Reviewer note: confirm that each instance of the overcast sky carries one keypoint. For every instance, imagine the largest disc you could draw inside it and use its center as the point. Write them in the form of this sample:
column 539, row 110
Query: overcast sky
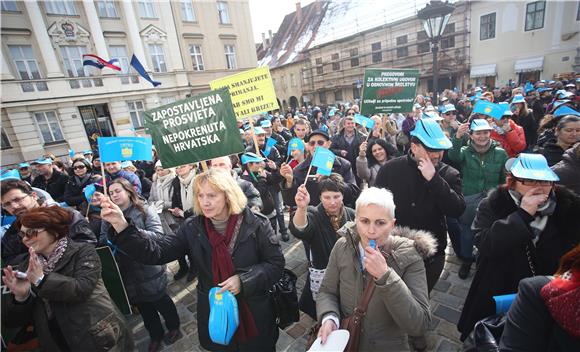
column 268, row 14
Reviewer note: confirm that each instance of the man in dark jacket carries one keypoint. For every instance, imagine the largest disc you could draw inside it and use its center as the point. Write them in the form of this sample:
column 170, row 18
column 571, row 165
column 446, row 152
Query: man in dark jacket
column 425, row 189
column 347, row 144
column 17, row 198
column 295, row 177
column 49, row 179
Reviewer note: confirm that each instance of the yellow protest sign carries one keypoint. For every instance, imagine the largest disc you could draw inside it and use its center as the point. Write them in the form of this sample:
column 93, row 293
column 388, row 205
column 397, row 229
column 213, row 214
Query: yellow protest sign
column 252, row 91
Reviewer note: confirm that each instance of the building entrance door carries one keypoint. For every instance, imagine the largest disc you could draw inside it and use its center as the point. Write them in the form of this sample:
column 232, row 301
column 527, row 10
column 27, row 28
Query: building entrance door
column 97, row 121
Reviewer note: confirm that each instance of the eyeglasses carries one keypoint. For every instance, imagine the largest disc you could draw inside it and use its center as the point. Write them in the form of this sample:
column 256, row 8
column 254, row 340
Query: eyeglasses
column 320, row 142
column 528, row 182
column 14, row 201
column 30, row 233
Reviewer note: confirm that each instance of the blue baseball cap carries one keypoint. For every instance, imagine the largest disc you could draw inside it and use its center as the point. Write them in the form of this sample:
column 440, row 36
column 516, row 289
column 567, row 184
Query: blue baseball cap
column 447, row 108
column 518, row 98
column 480, row 125
column 431, row 135
column 259, row 130
column 532, row 167
column 565, row 110
column 224, row 317
column 43, row 161
column 251, row 158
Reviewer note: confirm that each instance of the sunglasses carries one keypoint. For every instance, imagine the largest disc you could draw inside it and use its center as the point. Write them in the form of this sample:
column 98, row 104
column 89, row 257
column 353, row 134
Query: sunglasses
column 318, row 142
column 30, row 233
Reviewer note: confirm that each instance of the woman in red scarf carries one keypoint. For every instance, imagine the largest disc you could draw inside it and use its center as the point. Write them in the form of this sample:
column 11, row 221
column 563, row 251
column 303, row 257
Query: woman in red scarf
column 231, row 247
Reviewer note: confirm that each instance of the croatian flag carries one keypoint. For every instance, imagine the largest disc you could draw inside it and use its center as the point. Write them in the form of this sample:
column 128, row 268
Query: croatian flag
column 141, row 70
column 100, row 63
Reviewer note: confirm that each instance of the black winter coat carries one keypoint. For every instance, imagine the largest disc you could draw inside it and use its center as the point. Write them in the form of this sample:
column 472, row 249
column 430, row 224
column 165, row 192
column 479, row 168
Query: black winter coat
column 257, row 258
column 144, row 283
column 73, row 191
column 502, row 233
column 422, row 204
column 529, row 325
column 82, row 307
column 341, row 166
column 569, row 171
column 55, row 185
column 14, row 251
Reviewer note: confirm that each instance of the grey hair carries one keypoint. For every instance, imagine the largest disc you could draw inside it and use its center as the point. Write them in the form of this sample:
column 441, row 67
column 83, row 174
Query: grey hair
column 377, row 196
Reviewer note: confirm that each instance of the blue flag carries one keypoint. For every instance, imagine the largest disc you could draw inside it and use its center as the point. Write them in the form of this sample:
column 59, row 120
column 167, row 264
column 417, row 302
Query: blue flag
column 89, row 191
column 295, row 144
column 490, row 109
column 324, row 160
column 141, row 70
column 270, row 142
column 124, row 148
column 364, row 121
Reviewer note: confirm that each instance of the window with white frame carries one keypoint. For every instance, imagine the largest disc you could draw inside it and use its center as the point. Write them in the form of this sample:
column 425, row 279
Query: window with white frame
column 230, row 57
column 147, row 9
column 223, row 12
column 5, row 141
column 60, row 7
column 535, row 15
column 9, row 5
column 106, row 8
column 157, row 57
column 48, row 126
column 120, row 53
column 25, row 63
column 196, row 57
column 136, row 110
column 187, row 13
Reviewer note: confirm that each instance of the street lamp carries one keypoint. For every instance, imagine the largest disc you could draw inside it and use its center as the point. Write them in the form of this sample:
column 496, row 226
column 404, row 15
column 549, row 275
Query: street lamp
column 435, row 17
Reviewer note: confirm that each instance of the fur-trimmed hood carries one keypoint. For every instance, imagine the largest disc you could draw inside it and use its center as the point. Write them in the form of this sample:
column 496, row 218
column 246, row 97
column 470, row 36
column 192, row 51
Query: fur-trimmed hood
column 423, row 242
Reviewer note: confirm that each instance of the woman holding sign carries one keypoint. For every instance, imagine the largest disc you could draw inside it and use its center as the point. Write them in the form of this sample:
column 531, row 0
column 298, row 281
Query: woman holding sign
column 231, row 247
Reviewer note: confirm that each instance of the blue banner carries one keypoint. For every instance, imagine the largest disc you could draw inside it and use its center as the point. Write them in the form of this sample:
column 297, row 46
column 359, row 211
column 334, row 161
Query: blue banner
column 490, row 109
column 124, row 148
column 295, row 144
column 270, row 142
column 324, row 160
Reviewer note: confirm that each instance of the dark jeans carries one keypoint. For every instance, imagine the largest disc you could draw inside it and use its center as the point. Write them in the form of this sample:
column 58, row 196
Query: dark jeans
column 150, row 314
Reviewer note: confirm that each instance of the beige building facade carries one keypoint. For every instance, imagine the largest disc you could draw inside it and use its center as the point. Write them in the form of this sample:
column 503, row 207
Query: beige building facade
column 51, row 103
column 524, row 40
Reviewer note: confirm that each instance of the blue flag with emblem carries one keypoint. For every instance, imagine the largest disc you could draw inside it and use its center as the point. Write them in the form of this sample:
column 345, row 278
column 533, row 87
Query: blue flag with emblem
column 270, row 142
column 324, row 160
column 364, row 121
column 124, row 148
column 490, row 109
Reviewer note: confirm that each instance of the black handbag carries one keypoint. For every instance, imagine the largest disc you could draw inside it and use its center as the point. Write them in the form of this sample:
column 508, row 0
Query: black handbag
column 285, row 299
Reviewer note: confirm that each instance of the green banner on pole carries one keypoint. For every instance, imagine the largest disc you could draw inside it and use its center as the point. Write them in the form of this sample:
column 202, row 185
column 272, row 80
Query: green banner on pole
column 199, row 128
column 389, row 91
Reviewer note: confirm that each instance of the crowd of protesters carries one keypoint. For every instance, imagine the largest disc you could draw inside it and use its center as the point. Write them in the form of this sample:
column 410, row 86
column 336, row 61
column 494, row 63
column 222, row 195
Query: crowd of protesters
column 504, row 189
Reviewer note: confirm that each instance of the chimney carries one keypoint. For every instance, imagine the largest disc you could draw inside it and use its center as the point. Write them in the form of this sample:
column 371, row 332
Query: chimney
column 298, row 12
column 264, row 43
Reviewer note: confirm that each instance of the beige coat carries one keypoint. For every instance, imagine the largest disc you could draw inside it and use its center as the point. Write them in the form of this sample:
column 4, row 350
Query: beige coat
column 399, row 305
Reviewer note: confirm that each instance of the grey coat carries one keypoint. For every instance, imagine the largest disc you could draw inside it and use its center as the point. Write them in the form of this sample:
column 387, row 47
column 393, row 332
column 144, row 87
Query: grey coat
column 144, row 283
column 400, row 302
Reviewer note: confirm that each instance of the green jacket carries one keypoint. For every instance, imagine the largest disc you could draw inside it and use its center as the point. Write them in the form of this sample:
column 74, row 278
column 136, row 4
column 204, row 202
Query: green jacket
column 479, row 172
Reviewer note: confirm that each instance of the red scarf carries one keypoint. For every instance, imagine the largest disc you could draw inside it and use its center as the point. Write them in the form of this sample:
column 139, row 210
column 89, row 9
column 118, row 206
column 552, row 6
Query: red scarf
column 561, row 296
column 222, row 268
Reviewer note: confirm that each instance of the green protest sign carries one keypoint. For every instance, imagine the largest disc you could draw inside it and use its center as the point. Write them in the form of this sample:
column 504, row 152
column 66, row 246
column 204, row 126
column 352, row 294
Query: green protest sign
column 389, row 91
column 199, row 128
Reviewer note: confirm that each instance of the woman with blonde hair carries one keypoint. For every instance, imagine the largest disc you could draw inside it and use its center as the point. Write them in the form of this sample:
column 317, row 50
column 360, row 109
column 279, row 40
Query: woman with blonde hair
column 231, row 247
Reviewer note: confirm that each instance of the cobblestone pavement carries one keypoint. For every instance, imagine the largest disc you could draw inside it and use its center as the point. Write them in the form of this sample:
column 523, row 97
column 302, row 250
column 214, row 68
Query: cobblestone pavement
column 446, row 302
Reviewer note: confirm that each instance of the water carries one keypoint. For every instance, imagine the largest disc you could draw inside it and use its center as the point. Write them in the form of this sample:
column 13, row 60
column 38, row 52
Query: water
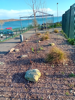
column 25, row 23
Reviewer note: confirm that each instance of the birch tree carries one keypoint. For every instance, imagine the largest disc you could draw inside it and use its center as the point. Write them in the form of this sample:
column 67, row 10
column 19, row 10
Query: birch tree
column 1, row 23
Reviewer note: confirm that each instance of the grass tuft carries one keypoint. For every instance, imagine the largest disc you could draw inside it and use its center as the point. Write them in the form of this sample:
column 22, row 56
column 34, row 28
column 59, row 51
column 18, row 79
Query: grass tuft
column 56, row 31
column 56, row 55
column 38, row 33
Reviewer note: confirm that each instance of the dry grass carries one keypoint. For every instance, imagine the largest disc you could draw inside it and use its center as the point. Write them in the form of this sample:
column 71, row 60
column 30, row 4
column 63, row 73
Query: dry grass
column 38, row 33
column 56, row 55
column 56, row 31
column 47, row 33
column 44, row 37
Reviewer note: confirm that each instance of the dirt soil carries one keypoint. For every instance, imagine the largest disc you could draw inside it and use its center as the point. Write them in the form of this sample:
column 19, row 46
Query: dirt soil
column 54, row 84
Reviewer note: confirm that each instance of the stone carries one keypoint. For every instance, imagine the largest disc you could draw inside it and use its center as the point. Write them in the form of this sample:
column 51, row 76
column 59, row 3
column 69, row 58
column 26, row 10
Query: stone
column 51, row 44
column 24, row 56
column 16, row 50
column 11, row 50
column 33, row 75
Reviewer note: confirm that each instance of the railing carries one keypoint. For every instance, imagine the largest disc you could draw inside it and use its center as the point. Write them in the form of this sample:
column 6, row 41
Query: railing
column 8, row 34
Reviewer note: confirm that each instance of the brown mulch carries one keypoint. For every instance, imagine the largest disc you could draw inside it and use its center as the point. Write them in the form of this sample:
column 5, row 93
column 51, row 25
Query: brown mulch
column 54, row 84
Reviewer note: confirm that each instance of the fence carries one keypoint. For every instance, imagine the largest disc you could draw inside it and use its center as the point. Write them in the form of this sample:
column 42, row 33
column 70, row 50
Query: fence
column 68, row 22
column 8, row 34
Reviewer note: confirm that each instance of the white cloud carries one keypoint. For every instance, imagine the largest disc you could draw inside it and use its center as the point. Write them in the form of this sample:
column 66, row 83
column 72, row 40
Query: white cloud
column 8, row 14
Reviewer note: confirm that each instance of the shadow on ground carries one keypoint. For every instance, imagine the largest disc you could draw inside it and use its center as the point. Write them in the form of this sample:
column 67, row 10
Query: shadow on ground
column 3, row 53
column 26, row 61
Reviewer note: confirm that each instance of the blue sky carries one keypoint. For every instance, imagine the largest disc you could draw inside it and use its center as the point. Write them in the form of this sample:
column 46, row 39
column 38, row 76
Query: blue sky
column 16, row 8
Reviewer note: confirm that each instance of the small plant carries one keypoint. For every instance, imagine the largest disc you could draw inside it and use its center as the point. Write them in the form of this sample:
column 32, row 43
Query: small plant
column 56, row 31
column 38, row 34
column 56, row 55
column 32, row 49
column 44, row 37
column 64, row 34
column 72, row 75
column 41, row 48
column 63, row 73
column 47, row 33
column 67, row 93
column 71, row 85
column 71, row 41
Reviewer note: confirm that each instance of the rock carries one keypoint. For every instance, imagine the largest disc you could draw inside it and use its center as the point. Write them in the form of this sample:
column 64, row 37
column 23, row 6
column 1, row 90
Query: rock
column 16, row 50
column 51, row 44
column 33, row 75
column 23, row 56
column 11, row 50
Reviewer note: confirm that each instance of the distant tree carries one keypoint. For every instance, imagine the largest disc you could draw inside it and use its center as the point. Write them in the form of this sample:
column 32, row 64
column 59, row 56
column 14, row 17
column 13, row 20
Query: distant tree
column 35, row 5
column 1, row 23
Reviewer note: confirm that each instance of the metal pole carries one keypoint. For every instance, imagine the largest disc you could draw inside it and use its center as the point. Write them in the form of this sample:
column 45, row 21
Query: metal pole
column 53, row 23
column 21, row 24
column 57, row 12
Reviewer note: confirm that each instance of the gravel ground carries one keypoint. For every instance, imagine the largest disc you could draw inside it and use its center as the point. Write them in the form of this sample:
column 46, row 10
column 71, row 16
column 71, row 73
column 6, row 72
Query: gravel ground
column 54, row 84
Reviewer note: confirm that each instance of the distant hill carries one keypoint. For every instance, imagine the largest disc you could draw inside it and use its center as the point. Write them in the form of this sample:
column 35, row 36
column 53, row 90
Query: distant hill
column 8, row 20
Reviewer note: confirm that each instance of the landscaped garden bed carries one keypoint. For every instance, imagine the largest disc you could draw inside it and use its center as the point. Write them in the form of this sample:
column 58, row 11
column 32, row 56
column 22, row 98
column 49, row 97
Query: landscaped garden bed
column 57, row 81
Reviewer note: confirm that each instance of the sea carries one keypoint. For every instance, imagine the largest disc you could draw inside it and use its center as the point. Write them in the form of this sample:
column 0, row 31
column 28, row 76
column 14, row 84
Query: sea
column 25, row 23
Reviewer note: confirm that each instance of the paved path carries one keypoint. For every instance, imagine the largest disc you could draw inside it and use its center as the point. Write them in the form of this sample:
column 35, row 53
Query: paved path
column 7, row 45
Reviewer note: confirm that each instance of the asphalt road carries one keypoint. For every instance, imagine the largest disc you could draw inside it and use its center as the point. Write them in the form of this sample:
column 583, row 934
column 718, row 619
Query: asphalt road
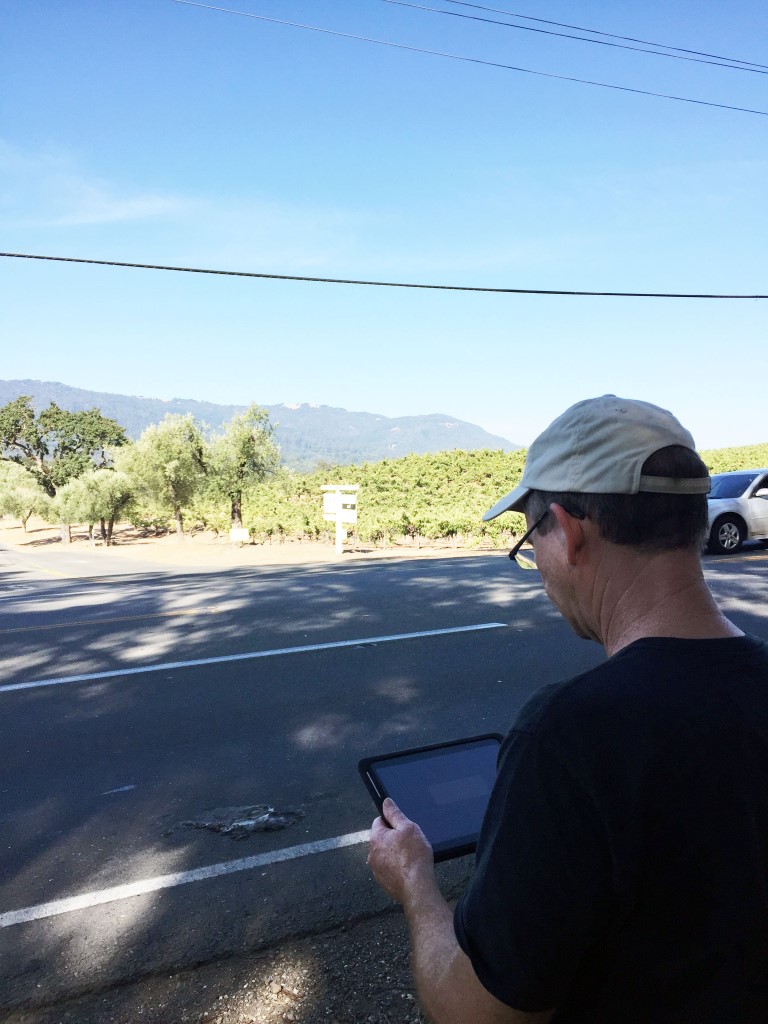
column 112, row 740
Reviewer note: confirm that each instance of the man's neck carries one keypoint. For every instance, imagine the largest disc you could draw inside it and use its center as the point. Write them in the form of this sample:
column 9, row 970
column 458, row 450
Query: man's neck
column 663, row 595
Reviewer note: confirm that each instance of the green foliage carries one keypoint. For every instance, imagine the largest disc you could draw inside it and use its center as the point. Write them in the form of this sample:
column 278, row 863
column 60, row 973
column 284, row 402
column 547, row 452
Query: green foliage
column 429, row 497
column 20, row 495
column 167, row 466
column 100, row 496
column 244, row 455
column 747, row 457
column 56, row 445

################

Given task -> Return the lines above word for word, starting with the line that contains "Reviewer note: confirm that each instance of the woman in" and going on through the line that contains "column 14, row 251", including both of those lines.

Solved exercise ->
Reviewer note: confirm that each instance of the woman in red scarf carries one keypoint. For every instance, imagine the largest disc you could draw inside it and use its center as the point. Write them in the form of this sample:
column 11, row 221
column 563, row 251
column 303, row 257
Query: woman in red scarf
column 231, row 247
Reviewer note: confirm that each instance of the croatian flag carries one keypoint. For every instance, imagine the largest disc you could draw inside it and use its center as the point. Write them in the form of this sample:
column 128, row 268
Query: croatian flag
column 141, row 70
column 100, row 63
Reviewer note: confirm that each instance of the black winter coat carries one keypoint. For every instance, imagine the largest disc you could draw inside it and use its center as the point. Write them in the form of this sample:
column 472, row 249
column 430, row 224
column 165, row 192
column 479, row 168
Query: black winter coat
column 257, row 258
column 144, row 283
column 73, row 191
column 502, row 233
column 422, row 204
column 529, row 325
column 82, row 307
column 341, row 166
column 569, row 171
column 55, row 185
column 14, row 251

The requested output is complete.